Exercise material
━━━━━━━━
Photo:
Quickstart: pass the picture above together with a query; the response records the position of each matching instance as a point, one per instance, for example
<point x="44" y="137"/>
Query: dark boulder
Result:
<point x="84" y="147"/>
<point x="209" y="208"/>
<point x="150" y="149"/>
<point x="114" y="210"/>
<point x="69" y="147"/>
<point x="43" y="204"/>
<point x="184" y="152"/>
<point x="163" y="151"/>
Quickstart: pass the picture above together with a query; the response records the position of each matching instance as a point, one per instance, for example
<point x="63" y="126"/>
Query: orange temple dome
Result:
━━━━━━━━
Problem description
Switch "instance" to "object" throughout the records and write all of their lines out again, leaving everything else unchanged.

Correct answer
Photo:
Quickstart: pass the picture above together with a query; the response records the position of each matching object as a point, one per object, for example
<point x="44" y="137"/>
Query: dark boulder
Result:
<point x="84" y="147"/>
<point x="209" y="208"/>
<point x="150" y="149"/>
<point x="114" y="210"/>
<point x="69" y="147"/>
<point x="43" y="204"/>
<point x="184" y="152"/>
<point x="163" y="151"/>
Quickstart: pass the picture above together with a query; the response records the position of each matching object as a point, one per object, for example
<point x="63" y="126"/>
Query: orange temple dome
Result:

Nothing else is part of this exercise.